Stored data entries
..............................
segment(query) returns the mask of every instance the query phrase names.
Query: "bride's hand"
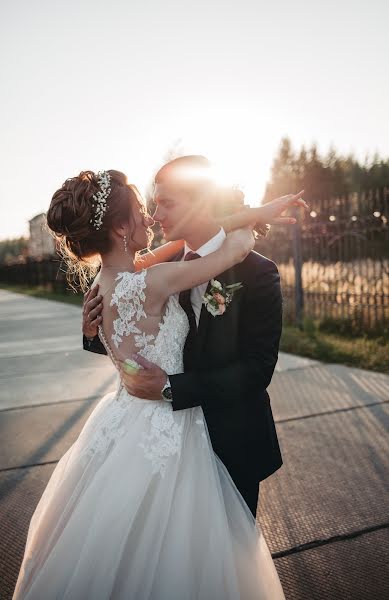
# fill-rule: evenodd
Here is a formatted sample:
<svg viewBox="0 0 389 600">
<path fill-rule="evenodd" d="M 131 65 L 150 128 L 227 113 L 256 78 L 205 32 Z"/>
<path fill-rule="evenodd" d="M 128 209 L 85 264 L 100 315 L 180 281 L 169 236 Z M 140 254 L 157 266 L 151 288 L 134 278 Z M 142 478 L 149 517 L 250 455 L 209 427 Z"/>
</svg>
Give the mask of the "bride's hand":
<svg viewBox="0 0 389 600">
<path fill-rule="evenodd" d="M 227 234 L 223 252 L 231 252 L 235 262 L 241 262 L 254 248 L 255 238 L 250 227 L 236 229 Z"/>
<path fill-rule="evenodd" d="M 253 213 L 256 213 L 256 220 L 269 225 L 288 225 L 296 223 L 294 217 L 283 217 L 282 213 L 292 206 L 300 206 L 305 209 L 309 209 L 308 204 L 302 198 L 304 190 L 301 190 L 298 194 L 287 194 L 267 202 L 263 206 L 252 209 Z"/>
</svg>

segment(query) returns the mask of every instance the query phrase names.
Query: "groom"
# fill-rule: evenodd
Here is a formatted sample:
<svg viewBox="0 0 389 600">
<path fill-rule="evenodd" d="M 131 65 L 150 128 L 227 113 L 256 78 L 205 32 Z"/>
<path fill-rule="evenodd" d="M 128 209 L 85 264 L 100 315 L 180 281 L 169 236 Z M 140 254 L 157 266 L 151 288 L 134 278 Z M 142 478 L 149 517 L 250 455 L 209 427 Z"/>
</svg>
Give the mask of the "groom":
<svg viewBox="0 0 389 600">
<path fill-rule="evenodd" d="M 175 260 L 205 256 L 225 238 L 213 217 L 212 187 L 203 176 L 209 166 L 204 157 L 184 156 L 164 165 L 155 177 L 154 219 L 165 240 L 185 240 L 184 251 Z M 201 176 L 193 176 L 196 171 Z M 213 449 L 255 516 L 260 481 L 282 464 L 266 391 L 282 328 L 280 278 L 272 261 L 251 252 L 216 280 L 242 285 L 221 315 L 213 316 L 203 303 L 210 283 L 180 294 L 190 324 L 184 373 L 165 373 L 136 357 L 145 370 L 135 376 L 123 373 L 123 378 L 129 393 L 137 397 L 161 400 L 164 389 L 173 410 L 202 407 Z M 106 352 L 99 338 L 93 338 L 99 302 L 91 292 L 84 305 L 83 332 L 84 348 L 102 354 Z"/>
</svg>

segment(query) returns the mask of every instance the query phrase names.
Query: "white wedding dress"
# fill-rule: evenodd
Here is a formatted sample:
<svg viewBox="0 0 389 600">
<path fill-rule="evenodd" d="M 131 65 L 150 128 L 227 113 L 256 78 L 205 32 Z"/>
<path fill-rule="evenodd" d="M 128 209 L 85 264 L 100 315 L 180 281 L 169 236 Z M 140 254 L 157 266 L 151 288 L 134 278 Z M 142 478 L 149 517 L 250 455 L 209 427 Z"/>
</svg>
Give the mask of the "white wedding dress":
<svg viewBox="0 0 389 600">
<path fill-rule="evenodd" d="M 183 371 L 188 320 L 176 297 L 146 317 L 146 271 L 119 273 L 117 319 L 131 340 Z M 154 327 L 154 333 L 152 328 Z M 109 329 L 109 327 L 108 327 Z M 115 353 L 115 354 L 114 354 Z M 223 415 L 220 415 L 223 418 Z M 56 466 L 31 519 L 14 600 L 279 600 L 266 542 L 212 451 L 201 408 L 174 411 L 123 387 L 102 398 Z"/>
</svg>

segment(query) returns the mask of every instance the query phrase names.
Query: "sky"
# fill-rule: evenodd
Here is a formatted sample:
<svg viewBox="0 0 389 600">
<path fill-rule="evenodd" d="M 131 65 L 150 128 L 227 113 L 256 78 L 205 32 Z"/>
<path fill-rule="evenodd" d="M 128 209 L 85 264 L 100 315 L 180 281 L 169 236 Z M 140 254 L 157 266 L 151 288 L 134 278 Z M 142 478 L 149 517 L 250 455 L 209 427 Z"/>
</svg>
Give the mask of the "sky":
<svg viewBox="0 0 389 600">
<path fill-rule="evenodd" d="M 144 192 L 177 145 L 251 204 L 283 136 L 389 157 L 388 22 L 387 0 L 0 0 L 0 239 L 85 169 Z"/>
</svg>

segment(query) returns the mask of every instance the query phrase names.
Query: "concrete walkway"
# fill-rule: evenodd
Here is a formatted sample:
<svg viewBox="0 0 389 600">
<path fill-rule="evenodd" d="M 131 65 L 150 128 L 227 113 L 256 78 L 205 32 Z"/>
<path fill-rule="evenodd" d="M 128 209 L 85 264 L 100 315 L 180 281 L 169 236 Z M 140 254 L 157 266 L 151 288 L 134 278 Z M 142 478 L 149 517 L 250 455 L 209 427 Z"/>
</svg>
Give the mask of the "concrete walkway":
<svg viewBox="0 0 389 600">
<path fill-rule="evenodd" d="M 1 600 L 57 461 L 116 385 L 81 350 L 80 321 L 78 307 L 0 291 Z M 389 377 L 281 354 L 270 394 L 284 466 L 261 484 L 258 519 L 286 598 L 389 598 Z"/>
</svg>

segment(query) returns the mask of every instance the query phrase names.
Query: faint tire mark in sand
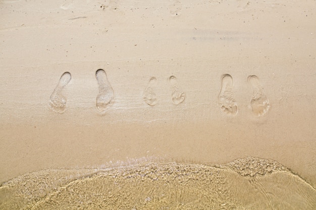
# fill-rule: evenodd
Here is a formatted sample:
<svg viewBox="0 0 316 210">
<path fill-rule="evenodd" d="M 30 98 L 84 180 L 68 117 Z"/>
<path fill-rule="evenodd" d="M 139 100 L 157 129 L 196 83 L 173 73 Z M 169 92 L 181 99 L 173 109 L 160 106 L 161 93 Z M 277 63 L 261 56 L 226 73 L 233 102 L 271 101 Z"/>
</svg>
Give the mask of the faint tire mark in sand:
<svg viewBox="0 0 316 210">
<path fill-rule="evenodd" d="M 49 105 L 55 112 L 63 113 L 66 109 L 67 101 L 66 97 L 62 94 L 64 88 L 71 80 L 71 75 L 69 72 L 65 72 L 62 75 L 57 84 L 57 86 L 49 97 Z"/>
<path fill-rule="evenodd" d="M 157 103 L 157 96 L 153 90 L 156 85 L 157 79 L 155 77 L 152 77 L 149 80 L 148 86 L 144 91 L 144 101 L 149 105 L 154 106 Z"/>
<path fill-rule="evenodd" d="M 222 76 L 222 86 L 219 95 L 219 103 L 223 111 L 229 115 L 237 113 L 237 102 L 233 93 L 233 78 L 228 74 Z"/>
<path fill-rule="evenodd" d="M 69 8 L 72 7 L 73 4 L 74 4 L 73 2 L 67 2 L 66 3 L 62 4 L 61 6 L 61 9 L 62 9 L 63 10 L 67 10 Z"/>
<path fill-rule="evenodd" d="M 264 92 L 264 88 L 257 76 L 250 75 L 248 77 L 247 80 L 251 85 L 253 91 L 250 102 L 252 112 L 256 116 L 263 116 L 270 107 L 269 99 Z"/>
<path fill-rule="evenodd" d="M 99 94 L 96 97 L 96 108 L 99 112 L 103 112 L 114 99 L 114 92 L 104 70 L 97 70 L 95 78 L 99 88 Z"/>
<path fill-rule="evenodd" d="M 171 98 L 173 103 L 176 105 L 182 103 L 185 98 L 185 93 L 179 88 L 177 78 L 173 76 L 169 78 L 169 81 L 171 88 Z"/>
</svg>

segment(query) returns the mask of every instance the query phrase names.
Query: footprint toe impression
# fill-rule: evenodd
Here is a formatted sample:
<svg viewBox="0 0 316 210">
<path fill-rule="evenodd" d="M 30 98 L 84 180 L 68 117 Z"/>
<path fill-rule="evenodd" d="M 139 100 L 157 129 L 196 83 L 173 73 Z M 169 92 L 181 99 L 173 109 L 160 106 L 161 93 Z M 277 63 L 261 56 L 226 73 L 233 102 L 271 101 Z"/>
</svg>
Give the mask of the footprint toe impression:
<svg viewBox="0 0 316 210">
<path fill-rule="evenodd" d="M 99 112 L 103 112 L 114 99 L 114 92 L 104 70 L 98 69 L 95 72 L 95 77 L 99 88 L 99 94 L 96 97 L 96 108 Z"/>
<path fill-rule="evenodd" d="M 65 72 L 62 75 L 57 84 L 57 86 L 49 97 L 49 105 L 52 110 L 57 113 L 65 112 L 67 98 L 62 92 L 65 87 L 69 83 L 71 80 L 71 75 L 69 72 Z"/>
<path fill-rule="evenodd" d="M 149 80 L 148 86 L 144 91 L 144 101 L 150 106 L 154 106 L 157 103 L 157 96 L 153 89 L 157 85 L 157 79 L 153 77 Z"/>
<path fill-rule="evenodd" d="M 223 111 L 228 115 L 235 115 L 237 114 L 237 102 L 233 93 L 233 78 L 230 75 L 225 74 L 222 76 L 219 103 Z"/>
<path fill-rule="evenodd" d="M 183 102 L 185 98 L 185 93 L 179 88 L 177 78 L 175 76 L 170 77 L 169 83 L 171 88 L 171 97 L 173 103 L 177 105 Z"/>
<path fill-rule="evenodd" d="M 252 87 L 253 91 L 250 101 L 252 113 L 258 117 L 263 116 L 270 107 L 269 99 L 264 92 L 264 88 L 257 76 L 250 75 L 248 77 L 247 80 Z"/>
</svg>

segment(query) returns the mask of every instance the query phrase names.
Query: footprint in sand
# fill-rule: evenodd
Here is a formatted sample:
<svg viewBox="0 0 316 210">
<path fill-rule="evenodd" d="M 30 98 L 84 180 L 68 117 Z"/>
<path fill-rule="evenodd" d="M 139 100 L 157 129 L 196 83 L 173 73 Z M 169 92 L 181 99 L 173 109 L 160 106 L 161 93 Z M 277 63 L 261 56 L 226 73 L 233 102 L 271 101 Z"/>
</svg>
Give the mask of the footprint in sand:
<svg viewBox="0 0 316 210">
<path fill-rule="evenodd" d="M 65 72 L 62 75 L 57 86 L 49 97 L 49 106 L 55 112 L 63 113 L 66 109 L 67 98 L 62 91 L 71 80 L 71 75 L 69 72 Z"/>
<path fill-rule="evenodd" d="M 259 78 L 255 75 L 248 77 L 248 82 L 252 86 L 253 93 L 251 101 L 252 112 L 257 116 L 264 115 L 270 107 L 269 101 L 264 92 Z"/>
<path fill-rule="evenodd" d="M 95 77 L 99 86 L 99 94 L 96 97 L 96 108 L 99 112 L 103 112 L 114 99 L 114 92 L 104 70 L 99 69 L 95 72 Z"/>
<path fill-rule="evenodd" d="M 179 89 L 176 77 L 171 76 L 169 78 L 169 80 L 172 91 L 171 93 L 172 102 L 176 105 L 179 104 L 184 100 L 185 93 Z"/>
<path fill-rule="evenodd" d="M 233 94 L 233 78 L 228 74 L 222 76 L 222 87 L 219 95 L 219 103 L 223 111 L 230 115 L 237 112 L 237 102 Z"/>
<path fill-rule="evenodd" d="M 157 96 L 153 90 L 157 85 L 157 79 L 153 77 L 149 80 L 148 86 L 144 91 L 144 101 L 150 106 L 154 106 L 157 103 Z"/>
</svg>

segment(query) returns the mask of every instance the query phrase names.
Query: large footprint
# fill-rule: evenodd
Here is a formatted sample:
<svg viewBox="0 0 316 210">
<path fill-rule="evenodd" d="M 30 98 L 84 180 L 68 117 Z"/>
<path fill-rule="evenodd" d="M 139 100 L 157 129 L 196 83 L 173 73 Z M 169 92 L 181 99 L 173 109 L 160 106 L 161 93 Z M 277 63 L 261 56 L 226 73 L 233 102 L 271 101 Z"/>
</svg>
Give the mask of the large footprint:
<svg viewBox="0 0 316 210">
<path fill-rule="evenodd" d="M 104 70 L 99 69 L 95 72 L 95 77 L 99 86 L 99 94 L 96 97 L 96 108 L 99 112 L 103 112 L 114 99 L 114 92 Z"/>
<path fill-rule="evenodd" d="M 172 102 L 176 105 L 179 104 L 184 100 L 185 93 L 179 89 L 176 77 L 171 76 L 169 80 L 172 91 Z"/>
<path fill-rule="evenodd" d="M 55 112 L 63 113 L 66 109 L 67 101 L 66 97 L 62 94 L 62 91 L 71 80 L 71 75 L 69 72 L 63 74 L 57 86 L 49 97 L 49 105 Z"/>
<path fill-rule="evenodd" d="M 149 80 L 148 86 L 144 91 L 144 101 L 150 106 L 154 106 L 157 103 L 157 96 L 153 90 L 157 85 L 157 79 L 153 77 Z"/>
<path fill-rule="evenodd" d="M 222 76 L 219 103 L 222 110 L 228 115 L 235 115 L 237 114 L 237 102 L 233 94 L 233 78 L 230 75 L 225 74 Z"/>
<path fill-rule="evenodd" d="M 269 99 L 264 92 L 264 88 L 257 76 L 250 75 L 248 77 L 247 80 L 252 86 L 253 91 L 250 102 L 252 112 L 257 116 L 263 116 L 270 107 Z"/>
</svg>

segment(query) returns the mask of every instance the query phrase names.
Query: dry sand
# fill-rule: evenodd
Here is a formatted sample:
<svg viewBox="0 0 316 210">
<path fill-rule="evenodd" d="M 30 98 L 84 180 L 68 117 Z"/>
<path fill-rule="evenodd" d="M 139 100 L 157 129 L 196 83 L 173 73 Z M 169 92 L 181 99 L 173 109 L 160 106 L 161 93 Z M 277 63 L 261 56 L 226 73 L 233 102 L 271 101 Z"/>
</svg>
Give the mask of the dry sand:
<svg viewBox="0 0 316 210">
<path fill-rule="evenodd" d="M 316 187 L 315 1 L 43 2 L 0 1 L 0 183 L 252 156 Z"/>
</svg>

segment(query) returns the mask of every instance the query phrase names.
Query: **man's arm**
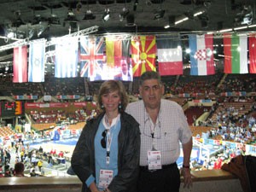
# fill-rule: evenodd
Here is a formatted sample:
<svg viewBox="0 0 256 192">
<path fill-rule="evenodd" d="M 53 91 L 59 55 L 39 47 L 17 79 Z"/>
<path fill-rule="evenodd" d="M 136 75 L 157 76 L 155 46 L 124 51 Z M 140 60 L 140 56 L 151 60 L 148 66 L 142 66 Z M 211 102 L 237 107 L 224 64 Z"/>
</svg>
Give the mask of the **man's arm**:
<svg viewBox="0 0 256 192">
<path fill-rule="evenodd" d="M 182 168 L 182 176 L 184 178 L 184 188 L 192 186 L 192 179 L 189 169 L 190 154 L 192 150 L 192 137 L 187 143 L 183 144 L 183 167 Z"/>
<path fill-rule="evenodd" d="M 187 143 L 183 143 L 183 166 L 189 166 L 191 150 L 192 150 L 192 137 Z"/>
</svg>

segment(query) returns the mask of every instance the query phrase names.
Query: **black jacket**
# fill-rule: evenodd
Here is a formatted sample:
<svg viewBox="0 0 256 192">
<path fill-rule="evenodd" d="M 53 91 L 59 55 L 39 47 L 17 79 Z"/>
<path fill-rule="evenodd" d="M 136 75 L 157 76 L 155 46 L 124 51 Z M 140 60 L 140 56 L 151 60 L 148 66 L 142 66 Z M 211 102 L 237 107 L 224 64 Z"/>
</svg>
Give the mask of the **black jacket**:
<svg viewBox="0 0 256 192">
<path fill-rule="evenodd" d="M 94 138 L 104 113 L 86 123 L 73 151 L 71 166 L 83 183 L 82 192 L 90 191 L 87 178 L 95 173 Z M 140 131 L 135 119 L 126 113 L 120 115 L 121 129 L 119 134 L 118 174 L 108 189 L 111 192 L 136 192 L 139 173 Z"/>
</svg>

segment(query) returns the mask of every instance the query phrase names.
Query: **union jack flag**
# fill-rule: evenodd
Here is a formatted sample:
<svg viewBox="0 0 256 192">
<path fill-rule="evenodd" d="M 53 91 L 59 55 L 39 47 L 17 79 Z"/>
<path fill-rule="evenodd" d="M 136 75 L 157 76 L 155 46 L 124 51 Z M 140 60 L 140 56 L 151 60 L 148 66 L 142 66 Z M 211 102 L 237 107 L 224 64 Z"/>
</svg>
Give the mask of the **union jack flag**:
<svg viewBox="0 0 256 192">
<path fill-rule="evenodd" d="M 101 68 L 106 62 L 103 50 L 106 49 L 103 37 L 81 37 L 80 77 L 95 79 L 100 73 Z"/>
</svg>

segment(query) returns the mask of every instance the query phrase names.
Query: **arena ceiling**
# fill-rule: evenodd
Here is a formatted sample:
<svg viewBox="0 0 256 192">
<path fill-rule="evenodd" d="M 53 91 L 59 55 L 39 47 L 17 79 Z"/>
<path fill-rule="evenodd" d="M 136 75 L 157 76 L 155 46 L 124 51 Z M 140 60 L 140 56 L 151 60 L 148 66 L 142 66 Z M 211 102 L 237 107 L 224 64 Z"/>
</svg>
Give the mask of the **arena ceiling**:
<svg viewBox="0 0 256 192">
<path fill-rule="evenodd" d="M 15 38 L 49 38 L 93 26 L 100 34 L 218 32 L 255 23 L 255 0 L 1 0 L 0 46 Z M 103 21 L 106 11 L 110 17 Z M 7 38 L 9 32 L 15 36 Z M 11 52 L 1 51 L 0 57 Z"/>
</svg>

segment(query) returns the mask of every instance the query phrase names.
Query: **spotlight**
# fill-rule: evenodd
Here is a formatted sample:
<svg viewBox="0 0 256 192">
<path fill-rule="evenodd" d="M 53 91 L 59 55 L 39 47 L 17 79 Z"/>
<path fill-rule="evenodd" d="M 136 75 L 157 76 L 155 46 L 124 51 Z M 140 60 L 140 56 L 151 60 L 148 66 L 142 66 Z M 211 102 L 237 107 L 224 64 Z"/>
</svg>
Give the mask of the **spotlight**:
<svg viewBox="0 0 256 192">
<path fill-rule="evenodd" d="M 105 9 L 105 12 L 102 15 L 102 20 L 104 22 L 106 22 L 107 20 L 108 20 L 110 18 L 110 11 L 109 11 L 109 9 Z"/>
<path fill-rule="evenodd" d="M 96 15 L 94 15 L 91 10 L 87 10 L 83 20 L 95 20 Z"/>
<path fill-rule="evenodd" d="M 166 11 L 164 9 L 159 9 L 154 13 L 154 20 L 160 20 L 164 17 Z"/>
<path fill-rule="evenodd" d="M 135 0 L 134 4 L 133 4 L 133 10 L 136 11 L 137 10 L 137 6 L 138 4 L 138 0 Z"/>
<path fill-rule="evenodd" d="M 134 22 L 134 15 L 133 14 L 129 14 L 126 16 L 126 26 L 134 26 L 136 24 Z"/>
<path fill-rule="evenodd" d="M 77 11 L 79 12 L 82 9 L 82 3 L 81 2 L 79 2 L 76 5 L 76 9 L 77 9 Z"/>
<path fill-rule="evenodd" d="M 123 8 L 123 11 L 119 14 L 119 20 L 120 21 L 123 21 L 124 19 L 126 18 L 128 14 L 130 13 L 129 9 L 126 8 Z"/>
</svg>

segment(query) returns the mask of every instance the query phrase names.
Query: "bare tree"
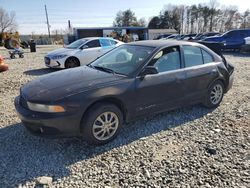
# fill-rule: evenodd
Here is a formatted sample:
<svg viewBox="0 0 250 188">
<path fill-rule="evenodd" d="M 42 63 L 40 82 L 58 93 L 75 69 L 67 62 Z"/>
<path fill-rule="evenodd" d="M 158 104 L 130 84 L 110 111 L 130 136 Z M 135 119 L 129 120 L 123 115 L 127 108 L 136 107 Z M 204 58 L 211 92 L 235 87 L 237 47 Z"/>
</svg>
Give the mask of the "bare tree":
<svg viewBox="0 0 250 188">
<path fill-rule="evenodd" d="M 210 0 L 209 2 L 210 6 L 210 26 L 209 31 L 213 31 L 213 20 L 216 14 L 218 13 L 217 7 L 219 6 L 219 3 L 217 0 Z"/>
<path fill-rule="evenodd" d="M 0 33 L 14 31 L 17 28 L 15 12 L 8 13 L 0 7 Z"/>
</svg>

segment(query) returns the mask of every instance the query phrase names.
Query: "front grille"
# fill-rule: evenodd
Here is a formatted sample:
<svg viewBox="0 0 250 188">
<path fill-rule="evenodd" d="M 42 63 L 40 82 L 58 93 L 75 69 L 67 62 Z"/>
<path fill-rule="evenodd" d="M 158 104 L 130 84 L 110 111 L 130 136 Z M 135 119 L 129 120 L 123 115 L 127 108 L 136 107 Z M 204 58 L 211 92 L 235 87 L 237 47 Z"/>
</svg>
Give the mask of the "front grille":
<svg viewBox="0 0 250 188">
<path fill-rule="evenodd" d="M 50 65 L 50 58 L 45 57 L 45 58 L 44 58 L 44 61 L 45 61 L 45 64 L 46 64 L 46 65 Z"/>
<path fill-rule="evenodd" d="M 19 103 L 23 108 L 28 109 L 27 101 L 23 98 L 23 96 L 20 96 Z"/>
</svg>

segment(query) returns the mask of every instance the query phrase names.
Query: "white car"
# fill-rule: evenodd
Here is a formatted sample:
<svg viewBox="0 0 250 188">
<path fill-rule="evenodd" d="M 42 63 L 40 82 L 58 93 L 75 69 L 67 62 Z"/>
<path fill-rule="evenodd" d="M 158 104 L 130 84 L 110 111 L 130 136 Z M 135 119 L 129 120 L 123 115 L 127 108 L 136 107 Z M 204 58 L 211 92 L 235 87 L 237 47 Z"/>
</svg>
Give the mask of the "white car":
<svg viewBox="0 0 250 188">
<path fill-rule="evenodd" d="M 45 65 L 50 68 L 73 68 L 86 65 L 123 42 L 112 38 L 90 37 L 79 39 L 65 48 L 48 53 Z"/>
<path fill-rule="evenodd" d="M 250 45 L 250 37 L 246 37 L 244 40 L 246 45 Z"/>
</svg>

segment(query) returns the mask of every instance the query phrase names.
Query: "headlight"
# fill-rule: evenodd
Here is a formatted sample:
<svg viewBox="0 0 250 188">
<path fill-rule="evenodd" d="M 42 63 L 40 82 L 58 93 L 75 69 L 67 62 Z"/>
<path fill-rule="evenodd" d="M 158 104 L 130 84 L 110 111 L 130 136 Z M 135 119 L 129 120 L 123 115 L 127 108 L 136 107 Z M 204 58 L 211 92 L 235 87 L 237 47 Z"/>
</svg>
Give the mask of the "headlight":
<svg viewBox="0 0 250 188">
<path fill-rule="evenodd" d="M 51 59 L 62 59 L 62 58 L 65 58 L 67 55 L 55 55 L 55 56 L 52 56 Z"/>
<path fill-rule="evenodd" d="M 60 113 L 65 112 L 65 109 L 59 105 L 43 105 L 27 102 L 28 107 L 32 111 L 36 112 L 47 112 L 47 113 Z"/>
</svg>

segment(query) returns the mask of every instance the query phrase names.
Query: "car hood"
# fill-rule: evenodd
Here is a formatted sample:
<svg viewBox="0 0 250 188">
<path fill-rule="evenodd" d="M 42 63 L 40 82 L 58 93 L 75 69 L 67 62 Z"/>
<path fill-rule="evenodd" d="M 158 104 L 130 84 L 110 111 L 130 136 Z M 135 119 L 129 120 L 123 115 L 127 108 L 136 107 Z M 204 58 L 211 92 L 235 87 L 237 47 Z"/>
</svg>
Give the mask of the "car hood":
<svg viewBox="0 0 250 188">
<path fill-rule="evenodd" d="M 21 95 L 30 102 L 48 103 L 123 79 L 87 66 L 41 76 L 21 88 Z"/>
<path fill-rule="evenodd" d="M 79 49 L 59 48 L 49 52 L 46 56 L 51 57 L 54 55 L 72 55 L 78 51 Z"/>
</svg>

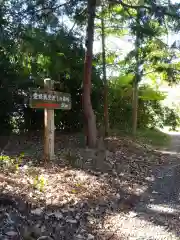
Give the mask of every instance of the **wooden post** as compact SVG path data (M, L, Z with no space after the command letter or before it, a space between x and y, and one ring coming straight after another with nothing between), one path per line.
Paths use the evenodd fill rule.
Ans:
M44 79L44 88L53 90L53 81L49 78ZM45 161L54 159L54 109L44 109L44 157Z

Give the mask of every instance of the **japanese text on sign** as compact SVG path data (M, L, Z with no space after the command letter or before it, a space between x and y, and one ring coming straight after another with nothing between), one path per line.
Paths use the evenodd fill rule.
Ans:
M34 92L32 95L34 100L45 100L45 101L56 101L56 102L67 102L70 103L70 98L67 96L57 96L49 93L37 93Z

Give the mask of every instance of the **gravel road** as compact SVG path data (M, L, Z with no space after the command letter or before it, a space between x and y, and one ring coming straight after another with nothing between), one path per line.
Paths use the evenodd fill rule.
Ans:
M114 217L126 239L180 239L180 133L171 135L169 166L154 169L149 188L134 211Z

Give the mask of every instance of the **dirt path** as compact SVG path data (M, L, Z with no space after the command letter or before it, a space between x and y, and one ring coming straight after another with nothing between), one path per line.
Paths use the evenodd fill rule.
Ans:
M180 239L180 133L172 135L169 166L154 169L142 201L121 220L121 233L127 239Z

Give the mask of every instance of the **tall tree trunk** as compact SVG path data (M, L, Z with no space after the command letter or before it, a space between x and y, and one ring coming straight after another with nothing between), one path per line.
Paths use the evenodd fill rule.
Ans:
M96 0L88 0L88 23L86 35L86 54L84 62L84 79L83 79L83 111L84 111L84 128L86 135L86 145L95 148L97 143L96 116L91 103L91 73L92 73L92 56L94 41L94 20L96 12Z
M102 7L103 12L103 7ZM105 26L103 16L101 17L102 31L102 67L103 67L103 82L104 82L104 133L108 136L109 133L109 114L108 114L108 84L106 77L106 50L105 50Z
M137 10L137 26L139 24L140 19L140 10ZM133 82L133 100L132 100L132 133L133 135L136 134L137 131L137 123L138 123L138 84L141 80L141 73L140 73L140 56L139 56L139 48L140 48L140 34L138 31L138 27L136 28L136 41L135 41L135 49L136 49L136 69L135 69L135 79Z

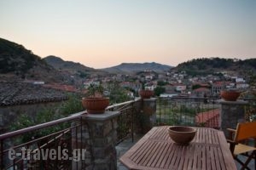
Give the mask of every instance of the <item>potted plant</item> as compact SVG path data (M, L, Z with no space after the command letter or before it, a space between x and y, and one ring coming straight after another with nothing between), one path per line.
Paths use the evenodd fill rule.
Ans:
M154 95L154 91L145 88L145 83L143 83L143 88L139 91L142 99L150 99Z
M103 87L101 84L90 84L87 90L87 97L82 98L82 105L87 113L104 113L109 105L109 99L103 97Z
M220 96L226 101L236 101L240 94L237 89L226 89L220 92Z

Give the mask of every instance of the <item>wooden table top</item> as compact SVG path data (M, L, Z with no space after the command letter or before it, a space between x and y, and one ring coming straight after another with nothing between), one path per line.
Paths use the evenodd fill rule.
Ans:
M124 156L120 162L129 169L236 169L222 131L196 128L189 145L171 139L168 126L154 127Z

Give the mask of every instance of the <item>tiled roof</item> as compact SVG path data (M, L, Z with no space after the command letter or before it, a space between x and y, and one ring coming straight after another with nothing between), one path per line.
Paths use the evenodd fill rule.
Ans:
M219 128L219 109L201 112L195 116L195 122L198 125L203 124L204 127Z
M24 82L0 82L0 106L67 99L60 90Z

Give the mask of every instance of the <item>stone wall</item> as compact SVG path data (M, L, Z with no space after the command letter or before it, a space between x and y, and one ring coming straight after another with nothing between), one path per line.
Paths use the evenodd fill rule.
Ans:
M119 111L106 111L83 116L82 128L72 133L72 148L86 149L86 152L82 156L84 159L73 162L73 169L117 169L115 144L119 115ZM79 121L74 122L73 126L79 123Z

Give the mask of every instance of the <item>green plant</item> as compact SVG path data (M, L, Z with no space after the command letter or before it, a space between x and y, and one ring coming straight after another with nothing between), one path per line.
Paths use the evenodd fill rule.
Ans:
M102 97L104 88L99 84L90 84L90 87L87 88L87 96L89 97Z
..............................
(Instruction)
Begin at the line that has "Give the mask of every instance of the **japanese" and stop after the line that has "M180 239L180 133L172". Write out those lines again, substituting "nonzero" for "evenodd" and changing nothing else.

(Result of the exercise)
Give the mask of every instance of the **japanese text on sign** as compact SVG path data (M, L, Z with no space after the command letter or before it, a space between x and y, and one ring coming straight after another with nothing between), one path per line.
Paths use the nonzero fill rule.
Ans:
M34 92L32 95L34 100L45 100L45 101L56 101L56 102L67 102L70 103L70 98L67 96L57 96L49 93L37 93Z

Give the mask of every instance of the **gravel road** as compact SVG path data (M, L, Z with no space after the command letter or before it, a space between x and y, and one ring coming straight after another with nothing between), one path per line.
Paths use the nonzero fill rule.
Ans:
M114 217L126 239L180 239L180 133L171 135L169 166L154 169L149 188L134 211Z

Give the mask of every instance of the **dirt path** as compact SVG path data (M, L, Z with no space after the command letter or before it, a space between x and y, and one ring coming straight after another with nothing between), one path per line.
Paths use the nonzero fill rule.
Ans:
M180 239L180 133L172 135L169 166L154 169L142 201L121 220L121 233L127 239Z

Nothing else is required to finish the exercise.